## Begin
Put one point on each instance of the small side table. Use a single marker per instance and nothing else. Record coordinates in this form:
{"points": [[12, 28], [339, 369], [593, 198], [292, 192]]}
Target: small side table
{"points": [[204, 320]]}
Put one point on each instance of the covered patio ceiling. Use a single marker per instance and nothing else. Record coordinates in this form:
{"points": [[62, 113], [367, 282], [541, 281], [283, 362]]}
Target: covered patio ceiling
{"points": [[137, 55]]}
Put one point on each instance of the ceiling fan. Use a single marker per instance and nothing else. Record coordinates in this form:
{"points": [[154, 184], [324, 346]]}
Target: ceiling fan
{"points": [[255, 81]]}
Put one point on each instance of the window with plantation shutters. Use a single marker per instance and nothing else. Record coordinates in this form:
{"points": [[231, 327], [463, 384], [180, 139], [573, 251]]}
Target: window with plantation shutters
## End
Copy all of the material above again, requests included, but multiply each point coordinate in the answers by 1.3 and round to whole numbers, with halves going up. Keep the requests and their sample coordinates unchanged.

Put one point on each instance of the small side table. Use a single marker per instance and nothing else. Record coordinates in this form:
{"points": [[12, 28], [339, 369], [593, 198], [292, 192]]}
Target: small side table
{"points": [[265, 416]]}
Put one point on each instance of the covered patio ceiling. Use a single marker per instance and nothing else. Record coordinates in this form:
{"points": [[62, 113], [367, 282], [541, 281], [283, 362]]}
Target: covered patio ceiling
{"points": [[178, 72]]}
Put one point on each instance of the ceiling fan. Use a single marker per instance and nothing else. Record coordinates in this form:
{"points": [[154, 184], [324, 346]]}
Target: ceiling fan
{"points": [[332, 105]]}
Put one point on each instance of the window with plantation shutters. Use a single marker per instance and nothing else. Record coordinates in this form:
{"points": [[231, 327], [463, 384], [180, 139], [573, 251]]}
Target: window with plantation shutters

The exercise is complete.